§ Exercise description: Please give the rows below as a JSON list of strings, one string per line with blank lines left out, beginning at the line that contains "Objective — one dot per instance of the cabinet door panel" and stopping after the line that contains "[[403, 338], [109, 302], [318, 327], [222, 315]]".

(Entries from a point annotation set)
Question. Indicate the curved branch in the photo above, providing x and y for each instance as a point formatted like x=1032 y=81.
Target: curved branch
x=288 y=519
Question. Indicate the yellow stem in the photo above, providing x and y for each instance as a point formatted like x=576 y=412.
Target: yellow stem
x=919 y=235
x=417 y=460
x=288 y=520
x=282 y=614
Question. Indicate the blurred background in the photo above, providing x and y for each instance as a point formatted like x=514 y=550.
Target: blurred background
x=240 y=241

...

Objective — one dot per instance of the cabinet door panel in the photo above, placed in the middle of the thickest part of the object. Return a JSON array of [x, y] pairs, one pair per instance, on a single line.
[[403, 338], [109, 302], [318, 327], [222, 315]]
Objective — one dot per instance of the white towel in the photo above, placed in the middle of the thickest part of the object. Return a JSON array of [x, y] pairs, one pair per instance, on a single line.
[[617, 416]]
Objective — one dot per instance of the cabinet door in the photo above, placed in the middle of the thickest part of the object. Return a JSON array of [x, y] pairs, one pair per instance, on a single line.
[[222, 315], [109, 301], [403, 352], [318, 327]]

...

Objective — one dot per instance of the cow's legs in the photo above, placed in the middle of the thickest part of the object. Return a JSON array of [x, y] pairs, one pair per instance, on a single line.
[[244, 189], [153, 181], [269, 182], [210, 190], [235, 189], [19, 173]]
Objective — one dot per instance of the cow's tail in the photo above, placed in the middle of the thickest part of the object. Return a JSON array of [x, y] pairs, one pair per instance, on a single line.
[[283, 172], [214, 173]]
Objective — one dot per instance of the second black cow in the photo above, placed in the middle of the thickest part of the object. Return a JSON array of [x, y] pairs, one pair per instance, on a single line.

§ Finished exercise:
[
  "Objective — one dot per instance of the cabinet door panel in the photo above, placed in the middle of the thickest part of the object. Return a JSON array of [x, y] pairs, one pair per instance, on a single line.",
  "[[403, 338], [109, 302], [318, 327], [222, 315]]"
]